TAREAS REQUERIDAS -
1. Según el fragmento sobre la geisha en Kioto, ¿cuánto dura la ceremonia de vestirse?
2. Retoma el relato de cómo alguien se viste de geisha en Kioto y continúalo a partir de su última frase.

----- FRAGMENTO PARA LEER -----

La primera tarde que pasé en
Kioto fui a Guion a pasear por sus calles y, por qué no decirlo, a acometer la caza de la geisha, apenas conseguí
hacer alguna y pronto se puso a jarrear con tanta fuerza que me tuve que
marchar. Al día siguiente volví a Guion, pero ahora con otra determinación:
sería yo la que me convertiría en una geisha. Tras un largo rato de infructuosa
búsqueda, cansada de no encontrar el establecimiento donde obraban la
transformación, harta que nadie me diera razón (porque allí nadie hablaba
inglés) y a punto de desistir, apareció ante mi vista lo que tanto anhelaba. Entonces
comprendí que todo está escrito. Una vez dentro del inmueble, una destartalada casa
de varios pisos repleta de habitaciones y roperos, tampoco puede llevar a cabo
la metamorfosis porque sólo hablaban japonés y me resultaba imposible hacerme
entender con gestos. Quiso la casualidad (o alguna deidad oriental) que en ese
momento entrase en la tienda una chica argentina que llevaba varios años
viviendo en el país con una beca y se manejaba con el japonés. Ella actuó de
intérprete y me hizo saber que el precio del alquiler de un kimono dependía de
su antigüedad. Me decidí por un kimono que costaba unos 300 euros e incluía en
el precio el resto del atuendo, las getas (vaya nombrecito), el maquillaje, una peluca y un
paseo de 15 minutos por la calle, acompañada de una especie de venerable
guardiana –cuya presencia trataba de inhibir la tentación de salir corriendo y
robar los valiosos ropajes–. Parecía (y era) un precio desorbitado, como suele ser
habitual en los caprichos extravagantes, pero ni mucho menos era el más caro,
todo dependía, como ya he contado, de la antigüedad y del bordado del kimono;
entre su catálogo se podían encontrar auténticas obras de arte.
Al fin pude saber qué siente una
geisha al enfundarse en un traje semejante. Sólo puedo decir una cosa: es impresionantemente
incómodo. Vestirse es toda una ceremonia que dura entre media hora y cuarenta y
cinco minutos, pues todo se hace lentamente y con la imprescindible ayuda de
una asistente experimentada. Me sentía como una cebolla bajo capas de diversas prendas, hasta que me apretaron una especie de corsé de un fino cartón que apenas me dejaba respirar y me sentí la señorita Escarlata de “Lo que el
viento se llevó”. Al fin, completada la transformación y tras las fotos
preceptivas, me lancé a la calle acompañada (a una distancia prudencial) de una
venerable anciana que tenía más años que un bosque. No me importaba, yo no tenía
necesidad (ni podía) aligerar el paso subida en unas getas con unos calcetines blancos a modo de mitones. Paseando por
las estrechas calles bajo los faroles me sentía la protagonista de una película
(que debería de titular “La risa nipona”), una actriz caracterizada de geisha (el
hábito no hace al monje) que transitaba por un escenario real. Avisté el final
de una de las calles cuando, de repente, apareció un grupo de turistas que se
acercaron raudos hacía mí. Escuché impasible sus comentarios: “mira, esta no se
esconde”, “a esta que va despistada podemos hacerle las fotos que queramos”… Ningún
guiri había estado tan cerca de una geisha en su puñetera vida. Me pidieron que
posara con ellos para salir todos en la foto. Yo, metida en el papel, guardaba
un recatado silencio, no gesticulaba, me mantenía impecablemente hierática, hasta
que uno dijo: ¡cuando enseñe las fotos en Sevilla no se lo van a creer!

----- DATOS DE ENTRADA -----

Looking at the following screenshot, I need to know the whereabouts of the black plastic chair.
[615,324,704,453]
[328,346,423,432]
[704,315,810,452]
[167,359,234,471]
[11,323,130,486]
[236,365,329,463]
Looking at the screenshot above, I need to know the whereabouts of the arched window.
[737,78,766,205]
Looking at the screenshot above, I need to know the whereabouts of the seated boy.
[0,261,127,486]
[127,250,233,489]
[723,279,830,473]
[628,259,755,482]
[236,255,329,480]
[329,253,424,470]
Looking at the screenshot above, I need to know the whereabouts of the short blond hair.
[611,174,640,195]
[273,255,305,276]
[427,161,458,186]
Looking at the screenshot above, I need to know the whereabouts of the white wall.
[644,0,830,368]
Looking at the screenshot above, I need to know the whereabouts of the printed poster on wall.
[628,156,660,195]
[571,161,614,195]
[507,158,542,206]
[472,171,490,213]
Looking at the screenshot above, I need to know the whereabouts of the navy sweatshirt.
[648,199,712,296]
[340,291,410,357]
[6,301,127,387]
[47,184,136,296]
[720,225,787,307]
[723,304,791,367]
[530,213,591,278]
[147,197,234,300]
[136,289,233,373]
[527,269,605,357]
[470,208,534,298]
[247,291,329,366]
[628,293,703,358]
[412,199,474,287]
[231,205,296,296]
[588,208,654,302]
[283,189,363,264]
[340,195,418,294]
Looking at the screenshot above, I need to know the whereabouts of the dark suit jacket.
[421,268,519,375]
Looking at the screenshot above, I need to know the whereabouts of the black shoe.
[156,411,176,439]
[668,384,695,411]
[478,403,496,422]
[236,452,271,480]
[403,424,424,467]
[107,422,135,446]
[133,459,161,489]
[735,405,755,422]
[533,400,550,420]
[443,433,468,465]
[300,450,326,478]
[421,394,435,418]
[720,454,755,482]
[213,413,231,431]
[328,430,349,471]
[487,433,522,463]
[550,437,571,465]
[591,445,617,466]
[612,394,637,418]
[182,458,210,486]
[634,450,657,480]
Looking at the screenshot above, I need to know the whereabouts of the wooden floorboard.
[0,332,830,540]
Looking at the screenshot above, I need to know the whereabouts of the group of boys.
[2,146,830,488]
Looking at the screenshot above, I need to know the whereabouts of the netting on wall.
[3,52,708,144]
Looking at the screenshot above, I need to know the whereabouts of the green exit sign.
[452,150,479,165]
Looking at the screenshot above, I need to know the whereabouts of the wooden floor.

-----

RESULTADOS POR TAREA -
1. Entre media hora y cuarenta y cinco minutos.

2.
Entonces no pude reprimir un ataque de risa. Se quedaron petrificados, mirándome
expectantes y escrutándome para comprender el motivo de mi hilaridad
descontrolada. No me quedó más remedio que romper el hechizo: “Lo siento,
acaban de hacerse fotos con una geisha de Murcia”. Comenzamos a hablar y
aceptaron muy bien la broma. Tenían tanta guasa que se pusieron a hacer cola
para hacerse más fotos de cerca, ya que nadie en Andalucía ni en el resto del mundo podría descubrir que
no era una auténtica geisha.
Días después, durante un
transbordo en un barco a la isla de…. nos juntaron a varios grupos de turistas,
seríamos unas 200 personas, aproximadamente; en mitad de la travesía se me
acercó un señor al que no había visto jamás y me dijo: “¿Usted es la geisha que
estaba el otro día en una calle de Guion haciéndose fotos con unos turistas?”
Yo le respondí: “Pues sí, ¿cómo puede saber que era yo? Es imposible que me
reconozca”.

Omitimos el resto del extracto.